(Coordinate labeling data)
■ ■ ■ ■ ■

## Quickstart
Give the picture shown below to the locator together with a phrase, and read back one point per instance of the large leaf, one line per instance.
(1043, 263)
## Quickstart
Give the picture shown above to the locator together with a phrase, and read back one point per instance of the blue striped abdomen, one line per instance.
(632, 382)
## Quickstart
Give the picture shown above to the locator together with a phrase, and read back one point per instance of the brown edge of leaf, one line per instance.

■ ■ ■ ■ ■

**Your objective**
Format the records above as a Markdown table with the columns Row and Record line. Put each nonblank line in its own row, numbered in order, and omit blank lines.

**Output below**
| Row | Record line |
|---|---|
| 1 | ## Quickstart |
| 2 | Give the picture shown below to the locator together with a phrase, and read back one point per instance of the large leaf, one line per instance. |
| 3 | (1043, 263) |
| 4 | ## Quickstart |
| 5 | Give the picture shown above to the locator together with a phrase, and read back one point per instance of the blue striped abdomen, one line per instance. |
| 6 | (632, 382) |
| 7 | ## Quickstart |
| 8 | Give the picture shown above to the locator together with a phrase, and read back one point per instance of the brown edge of leaf, one line per instance. |